» **EXCERPTED PASSAGE**
◆ ◆ ◆ ◆ ◆

Bill C-37, the First Nations Clean Water Act: What the $4.6-Billion Funding Package, the Missing 'Human Right' Language, and the Fall-Sitting Timeline Mean for First Nations Communities, Water Operators, and Allied Canadians
Indigenous Services Minister Mandy Gull-Masty tabled Bill C-37, the proposed First Nations Clean Water Act, in the House of Commons on June 16, 2026, alongside $4.6 billion in earmarked water and wastewater funding. The bill quietly drops the explicit 'human right' language from its 2023 predecessor, Bill C-61, and arrives in the final week before the summer recess. Here is a practical guide for First Nations leaders, water operators, lawyers, and non-Indigenous allies on what changes now, what remains in limbo, and how to use this window.
By Refdesk Team

What This Means for You
Bill C-37, the First Nations Clean Water Act, lands in a strange in-between moment: tabled at first reading on Tuesday, June 16, 2026, four sitting days before the House of Commons rises for its summer break, and paired with the single largest dollar commitment to on-reserve water infrastructure in Canadian history — $4.6 billion in targeted funding announced the same day. The combination of those two facts is the most important part of the story for anyone whose work, family, or advocacy intersects with on-reserve water. The money is real and is flowing through Indigenous Services Canada's normal capital allocation envelopes; the law is in a procedural form that almost guarantees it will not be debated in detail, voted on at second reading, or sent to committee until late September or early October 2026 at the earliest. That gap — funded but not yet legally protected — is the planning problem.

◆ ◆ ◆ ◆ ◆

» **DATA SUPPLIED**
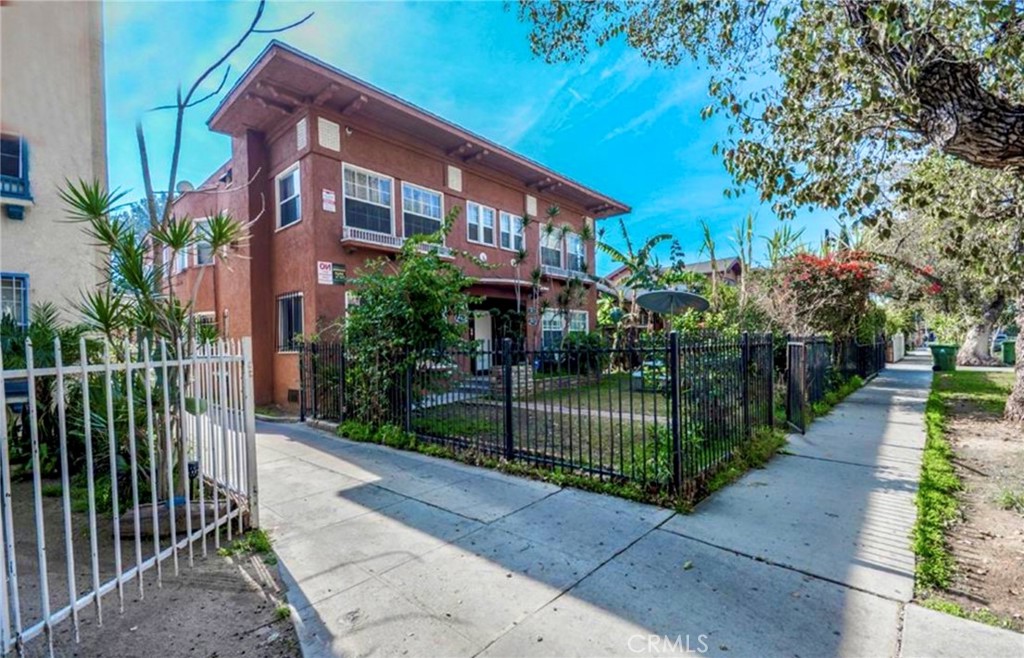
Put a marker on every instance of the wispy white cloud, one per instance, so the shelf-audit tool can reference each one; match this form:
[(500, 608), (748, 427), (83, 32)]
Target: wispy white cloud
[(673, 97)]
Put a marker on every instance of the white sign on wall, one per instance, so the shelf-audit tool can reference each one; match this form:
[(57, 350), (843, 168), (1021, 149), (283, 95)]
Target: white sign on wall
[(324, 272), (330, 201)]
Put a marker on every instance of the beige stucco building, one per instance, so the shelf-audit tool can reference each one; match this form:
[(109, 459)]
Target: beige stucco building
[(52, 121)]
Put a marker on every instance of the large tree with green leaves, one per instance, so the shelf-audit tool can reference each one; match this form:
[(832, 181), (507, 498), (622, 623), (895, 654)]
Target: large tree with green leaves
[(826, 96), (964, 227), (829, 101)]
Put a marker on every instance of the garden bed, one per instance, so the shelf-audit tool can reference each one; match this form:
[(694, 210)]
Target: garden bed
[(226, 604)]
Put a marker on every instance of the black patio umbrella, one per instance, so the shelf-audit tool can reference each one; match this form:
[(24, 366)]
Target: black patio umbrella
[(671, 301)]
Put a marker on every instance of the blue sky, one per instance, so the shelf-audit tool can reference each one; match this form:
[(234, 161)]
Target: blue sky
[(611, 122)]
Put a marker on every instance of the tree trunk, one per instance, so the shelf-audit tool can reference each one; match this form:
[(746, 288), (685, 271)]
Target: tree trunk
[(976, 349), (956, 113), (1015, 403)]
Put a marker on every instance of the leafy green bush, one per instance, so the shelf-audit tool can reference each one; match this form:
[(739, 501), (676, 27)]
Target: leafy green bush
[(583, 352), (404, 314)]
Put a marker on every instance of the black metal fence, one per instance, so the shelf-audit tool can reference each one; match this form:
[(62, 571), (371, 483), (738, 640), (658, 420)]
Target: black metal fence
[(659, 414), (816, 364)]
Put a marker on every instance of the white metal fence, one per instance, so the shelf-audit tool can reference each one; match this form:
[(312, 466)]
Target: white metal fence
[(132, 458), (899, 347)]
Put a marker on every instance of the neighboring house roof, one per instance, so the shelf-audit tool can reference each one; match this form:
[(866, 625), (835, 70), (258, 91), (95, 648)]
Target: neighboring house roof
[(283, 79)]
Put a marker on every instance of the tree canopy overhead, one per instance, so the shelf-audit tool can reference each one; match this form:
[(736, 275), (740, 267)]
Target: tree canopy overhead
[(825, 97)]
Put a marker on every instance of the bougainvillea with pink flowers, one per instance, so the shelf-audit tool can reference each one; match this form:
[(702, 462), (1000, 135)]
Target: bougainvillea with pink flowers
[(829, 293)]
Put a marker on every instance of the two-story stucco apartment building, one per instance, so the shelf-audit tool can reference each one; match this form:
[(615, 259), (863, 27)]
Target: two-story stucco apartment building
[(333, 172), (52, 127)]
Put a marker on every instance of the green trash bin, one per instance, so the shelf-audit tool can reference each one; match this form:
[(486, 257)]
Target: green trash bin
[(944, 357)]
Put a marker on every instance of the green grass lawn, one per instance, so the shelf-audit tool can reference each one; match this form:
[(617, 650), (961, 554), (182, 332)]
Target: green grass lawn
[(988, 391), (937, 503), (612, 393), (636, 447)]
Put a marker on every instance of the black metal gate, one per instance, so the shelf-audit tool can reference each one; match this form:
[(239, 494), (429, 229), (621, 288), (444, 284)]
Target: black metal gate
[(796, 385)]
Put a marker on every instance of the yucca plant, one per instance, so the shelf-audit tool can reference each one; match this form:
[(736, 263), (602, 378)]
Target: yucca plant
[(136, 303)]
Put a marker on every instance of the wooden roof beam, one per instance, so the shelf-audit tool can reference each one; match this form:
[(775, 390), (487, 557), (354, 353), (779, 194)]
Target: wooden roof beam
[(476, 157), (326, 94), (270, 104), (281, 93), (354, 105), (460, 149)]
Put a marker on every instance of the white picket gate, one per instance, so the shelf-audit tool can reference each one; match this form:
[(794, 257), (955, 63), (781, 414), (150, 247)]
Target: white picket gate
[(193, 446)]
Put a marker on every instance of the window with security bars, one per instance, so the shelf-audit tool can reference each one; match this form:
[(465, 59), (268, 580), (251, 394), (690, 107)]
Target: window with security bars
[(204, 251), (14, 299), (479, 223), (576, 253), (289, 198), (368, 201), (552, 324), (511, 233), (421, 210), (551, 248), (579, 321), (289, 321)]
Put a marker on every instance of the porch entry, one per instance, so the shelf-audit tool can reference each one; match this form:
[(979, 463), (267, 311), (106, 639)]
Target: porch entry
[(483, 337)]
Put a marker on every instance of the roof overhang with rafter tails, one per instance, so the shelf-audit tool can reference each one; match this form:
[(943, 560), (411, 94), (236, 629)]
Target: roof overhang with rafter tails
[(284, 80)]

◆ ◆ ◆ ◆ ◆

» **DIRECTIVE 1**
In the article on Bill C-37, which 2023 bill is named as the predecessor whose explicit "human right" language was dropped?
» **DIRECTIVE 2**
Carry on with the article on Bill C-37 from the point where it stops.

» **EXPECTED OUTPUT 1**
Bill C-61.

» **EXPECTED OUTPUT 2**
The single most consequential drafting change between Bill C-37 and its predecessor Bill C-61 (which died on the order paper when Parliament was prorogued in early 2025) is the deletion of the explicit "human right" language. Bill C-61, tabled by then-Indigenous Services Minister Patty Hajdu in December 2023, affirmed "the human right of every individual on First Nation lands to have access to clean and safe drinking water." Bill C-37 replaces that wording with a softer formulation: the federal government "will further the progressive realization, for individuals on First Nation lands, of the human right to safe drinking water." The Globe and Mail and APTN News both flagged this change as the central political controversy of the bill on June 15-16, 2026. If you advise a First Nation, run a water treatment plant, or sit on a council, the practical question is whether "progressive realization" gives you a justiciable cause of action in the same way "human right" would have — and the honest answer, based on how that phrase has been interpreted under international human rights law and the Supreme Court's Daniels and Restoule lines of jurisprudence, is "probably not, but it is litigable." Plan accordingly.
If You Sit on a First Nation Council or Are a Water Portfolio Holder
The next 90 days are when you can shape what this bill actually does in your community, and the leverage you have during the parliamentary committee stage in the fall will be roughly ten times what you have once royal assent occurs.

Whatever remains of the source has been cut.